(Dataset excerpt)
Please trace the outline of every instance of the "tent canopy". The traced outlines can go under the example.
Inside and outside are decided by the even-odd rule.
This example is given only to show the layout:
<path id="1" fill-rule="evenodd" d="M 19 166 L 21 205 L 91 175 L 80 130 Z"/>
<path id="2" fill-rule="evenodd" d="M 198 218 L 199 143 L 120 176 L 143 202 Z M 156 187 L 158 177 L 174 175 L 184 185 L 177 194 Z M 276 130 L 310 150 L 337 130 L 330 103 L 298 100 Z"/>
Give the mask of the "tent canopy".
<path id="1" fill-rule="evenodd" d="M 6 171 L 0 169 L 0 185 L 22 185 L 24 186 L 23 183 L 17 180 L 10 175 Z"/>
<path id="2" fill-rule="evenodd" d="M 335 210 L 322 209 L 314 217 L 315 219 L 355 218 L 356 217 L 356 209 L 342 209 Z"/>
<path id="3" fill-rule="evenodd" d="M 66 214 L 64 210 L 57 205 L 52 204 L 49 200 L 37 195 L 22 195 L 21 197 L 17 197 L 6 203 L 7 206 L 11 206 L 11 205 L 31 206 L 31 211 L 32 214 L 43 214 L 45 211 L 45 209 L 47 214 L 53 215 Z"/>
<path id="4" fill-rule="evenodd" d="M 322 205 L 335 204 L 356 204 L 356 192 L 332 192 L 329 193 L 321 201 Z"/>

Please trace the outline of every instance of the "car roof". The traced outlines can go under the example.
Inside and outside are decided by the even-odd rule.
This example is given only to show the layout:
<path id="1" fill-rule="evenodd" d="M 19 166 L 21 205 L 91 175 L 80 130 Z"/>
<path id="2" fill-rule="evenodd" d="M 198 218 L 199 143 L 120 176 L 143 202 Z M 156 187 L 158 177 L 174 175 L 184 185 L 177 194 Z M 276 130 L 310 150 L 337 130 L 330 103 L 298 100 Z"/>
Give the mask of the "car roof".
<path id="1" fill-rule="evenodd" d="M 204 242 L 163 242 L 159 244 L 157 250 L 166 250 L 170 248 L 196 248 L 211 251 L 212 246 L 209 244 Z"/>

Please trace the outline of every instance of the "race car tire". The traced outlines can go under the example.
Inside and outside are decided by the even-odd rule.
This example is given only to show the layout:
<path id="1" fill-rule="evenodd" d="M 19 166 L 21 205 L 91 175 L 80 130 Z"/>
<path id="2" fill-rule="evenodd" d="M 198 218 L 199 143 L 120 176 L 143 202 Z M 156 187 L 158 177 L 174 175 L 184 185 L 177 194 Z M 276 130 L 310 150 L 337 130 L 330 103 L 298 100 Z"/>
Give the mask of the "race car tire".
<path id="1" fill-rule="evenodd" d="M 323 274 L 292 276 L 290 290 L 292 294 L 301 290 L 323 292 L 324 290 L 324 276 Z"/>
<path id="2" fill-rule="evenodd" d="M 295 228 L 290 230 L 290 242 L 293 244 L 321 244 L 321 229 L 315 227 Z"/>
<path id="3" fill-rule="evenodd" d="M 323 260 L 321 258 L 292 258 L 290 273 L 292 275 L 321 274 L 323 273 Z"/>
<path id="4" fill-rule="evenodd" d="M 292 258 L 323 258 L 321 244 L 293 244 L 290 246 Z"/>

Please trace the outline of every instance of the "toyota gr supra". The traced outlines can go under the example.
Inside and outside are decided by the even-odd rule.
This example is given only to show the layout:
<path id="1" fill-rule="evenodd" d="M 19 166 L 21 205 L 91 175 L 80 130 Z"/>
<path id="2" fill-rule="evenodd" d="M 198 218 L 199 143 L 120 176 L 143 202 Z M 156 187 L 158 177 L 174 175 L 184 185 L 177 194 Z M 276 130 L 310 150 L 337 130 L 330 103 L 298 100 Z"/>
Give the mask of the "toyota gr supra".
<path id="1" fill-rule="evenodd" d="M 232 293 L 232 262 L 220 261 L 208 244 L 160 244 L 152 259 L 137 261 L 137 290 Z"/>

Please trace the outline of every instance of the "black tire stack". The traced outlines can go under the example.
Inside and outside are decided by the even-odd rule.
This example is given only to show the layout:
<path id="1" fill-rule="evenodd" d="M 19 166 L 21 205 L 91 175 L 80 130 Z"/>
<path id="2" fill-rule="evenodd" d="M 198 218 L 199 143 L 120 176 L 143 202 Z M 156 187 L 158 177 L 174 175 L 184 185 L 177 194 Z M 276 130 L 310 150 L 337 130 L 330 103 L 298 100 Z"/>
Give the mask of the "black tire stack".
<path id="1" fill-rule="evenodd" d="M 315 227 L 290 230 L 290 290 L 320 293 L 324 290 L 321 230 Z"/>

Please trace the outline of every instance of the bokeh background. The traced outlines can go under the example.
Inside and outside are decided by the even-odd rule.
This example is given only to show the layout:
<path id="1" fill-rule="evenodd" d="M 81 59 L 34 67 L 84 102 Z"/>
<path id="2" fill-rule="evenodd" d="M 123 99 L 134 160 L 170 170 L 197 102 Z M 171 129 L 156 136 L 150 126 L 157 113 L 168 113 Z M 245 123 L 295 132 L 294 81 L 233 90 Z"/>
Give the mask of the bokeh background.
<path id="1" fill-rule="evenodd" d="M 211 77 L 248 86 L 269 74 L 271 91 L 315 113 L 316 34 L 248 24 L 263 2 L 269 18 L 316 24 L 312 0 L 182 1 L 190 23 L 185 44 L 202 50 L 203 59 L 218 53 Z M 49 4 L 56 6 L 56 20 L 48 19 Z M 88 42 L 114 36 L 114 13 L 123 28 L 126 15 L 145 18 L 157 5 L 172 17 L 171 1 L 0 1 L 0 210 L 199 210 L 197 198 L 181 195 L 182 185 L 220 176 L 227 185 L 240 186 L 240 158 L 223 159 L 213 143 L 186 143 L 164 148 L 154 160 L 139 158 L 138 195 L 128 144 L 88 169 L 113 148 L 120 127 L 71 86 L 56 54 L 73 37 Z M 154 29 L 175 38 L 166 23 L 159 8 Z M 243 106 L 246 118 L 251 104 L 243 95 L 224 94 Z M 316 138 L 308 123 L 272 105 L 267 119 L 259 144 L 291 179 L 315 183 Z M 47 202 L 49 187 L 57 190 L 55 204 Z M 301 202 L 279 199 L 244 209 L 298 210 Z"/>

Task statement
Reproduce everything from the start of the records down to the line containing "171 L 0 169", both ends included, requests and all. Scale every coordinate in the answer outlines by 0.9, rounding to whole numbers with halves rounded up, and leave the requests and their layout samples unchanged.

Written answer
Please trace the outline of every instance of the "tent canopy". The traced outlines can go under the example.
Inside and outside are decided by the even-odd rule.
This example is given only to show the layout:
<path id="1" fill-rule="evenodd" d="M 19 166 L 21 205 L 91 175 L 80 130 Z"/>
<path id="2" fill-rule="evenodd" d="M 198 218 L 199 143 L 120 176 L 143 202 Z M 156 187 L 158 177 L 174 175 L 184 185 L 177 194 Z M 276 130 L 310 150 L 337 130 L 330 103 L 298 100 Z"/>
Give the mask of the "tent canopy".
<path id="1" fill-rule="evenodd" d="M 5 154 L 0 152 L 0 167 L 20 167 L 22 167 L 21 165 L 15 162 L 9 158 Z"/>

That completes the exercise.